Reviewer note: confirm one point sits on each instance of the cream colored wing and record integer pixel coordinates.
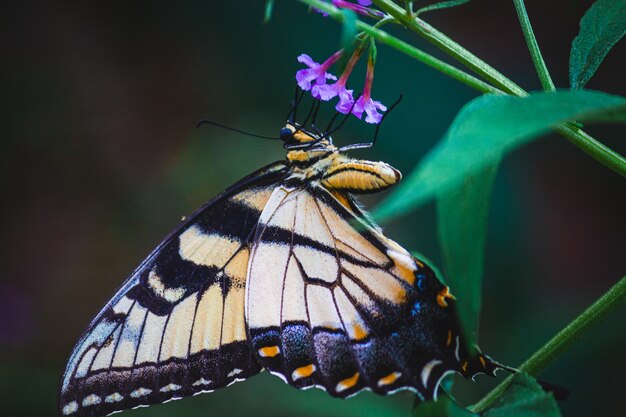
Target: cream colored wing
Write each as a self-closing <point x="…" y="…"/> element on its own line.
<point x="176" y="327"/>
<point x="332" y="303"/>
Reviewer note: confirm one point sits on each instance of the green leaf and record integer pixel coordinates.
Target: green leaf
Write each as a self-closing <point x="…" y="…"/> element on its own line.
<point x="602" y="26"/>
<point x="489" y="127"/>
<point x="443" y="407"/>
<point x="269" y="9"/>
<point x="524" y="398"/>
<point x="440" y="5"/>
<point x="462" y="223"/>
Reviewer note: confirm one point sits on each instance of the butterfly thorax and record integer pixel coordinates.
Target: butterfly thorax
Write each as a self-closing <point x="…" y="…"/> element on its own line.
<point x="317" y="161"/>
<point x="336" y="171"/>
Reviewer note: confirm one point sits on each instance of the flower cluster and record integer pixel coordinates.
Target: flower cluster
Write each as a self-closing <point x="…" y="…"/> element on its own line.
<point x="360" y="8"/>
<point x="315" y="76"/>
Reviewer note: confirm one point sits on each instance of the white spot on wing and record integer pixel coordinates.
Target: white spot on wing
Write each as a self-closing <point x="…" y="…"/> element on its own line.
<point x="70" y="408"/>
<point x="171" y="295"/>
<point x="140" y="392"/>
<point x="322" y="308"/>
<point x="176" y="338"/>
<point x="151" y="339"/>
<point x="92" y="399"/>
<point x="114" y="398"/>
<point x="201" y="381"/>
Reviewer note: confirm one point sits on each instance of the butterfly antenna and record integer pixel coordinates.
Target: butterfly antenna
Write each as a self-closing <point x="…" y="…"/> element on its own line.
<point x="332" y="121"/>
<point x="385" y="115"/>
<point x="255" y="135"/>
<point x="298" y="95"/>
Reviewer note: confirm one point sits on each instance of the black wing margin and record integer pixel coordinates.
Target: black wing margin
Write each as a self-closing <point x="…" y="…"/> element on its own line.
<point x="176" y="326"/>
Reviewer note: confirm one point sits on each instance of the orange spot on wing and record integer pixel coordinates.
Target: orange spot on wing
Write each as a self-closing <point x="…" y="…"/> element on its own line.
<point x="269" y="351"/>
<point x="359" y="332"/>
<point x="389" y="379"/>
<point x="303" y="372"/>
<point x="341" y="197"/>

> _What the task requires_
Copy out all of the material above with every "Reviewer note" replaced by "Annotator note", changing nothing else and leaving out the pictures.

> _The response_
Annotator note: confirm one point sits on each instance of the cream colored wing and record integer pixel coordinates.
Target: cream colored wing
Write each as a self-closing <point x="…" y="…"/> element on its own line.
<point x="176" y="327"/>
<point x="332" y="303"/>
Annotator note: confirm one point sits on each instance of the green leaf and record integer pixel coordinates.
Target: green leaf
Write each as a self-closing <point x="…" y="…"/> element on its own line.
<point x="602" y="26"/>
<point x="489" y="127"/>
<point x="443" y="407"/>
<point x="269" y="9"/>
<point x="524" y="398"/>
<point x="440" y="5"/>
<point x="462" y="223"/>
Annotator note: confirm one point sits on each instance of the butterfly thorax and record integer pixel coordinates.
Target: butterfly thorax
Write each as a self-closing <point x="…" y="…"/> element on its own line.
<point x="317" y="161"/>
<point x="336" y="171"/>
Annotator note: confirm one point sits on each instance of the flower cluster and record integer pixel coordinates.
Target: flower cluster
Write each as a self-closing <point x="…" y="…"/> element on its own line.
<point x="360" y="8"/>
<point x="315" y="76"/>
Annotator note: confirm one point sits on each instance of the white spot on wing and record integer pixel coordinates.
Target: white spot on wing
Write each as a self-closing <point x="…" y="…"/> element on its own line.
<point x="70" y="408"/>
<point x="171" y="295"/>
<point x="140" y="392"/>
<point x="322" y="308"/>
<point x="176" y="338"/>
<point x="151" y="339"/>
<point x="92" y="399"/>
<point x="114" y="398"/>
<point x="201" y="381"/>
Annotator note: confirm one point sits on each instance of the butterfly antenna and record integer pixel coordinates.
Target: butterfly antenna
Write each as a self-closing <point x="…" y="…"/> element on its own line.
<point x="332" y="121"/>
<point x="385" y="115"/>
<point x="255" y="135"/>
<point x="298" y="95"/>
Annotator note: confirm one point sits on each instance of the black wing margin and record integer pixel coordinates.
Target: black wing margin
Write each as a self-closing <point x="…" y="…"/> element on its own line.
<point x="176" y="326"/>
Annotator note: confirm one point sits on each instance of the orange spot on wing and record integer pixel coordinates.
Target: orange spot on wing
Write each as a self-closing <point x="…" y="…"/> element on its own line.
<point x="269" y="351"/>
<point x="359" y="332"/>
<point x="389" y="379"/>
<point x="303" y="372"/>
<point x="341" y="197"/>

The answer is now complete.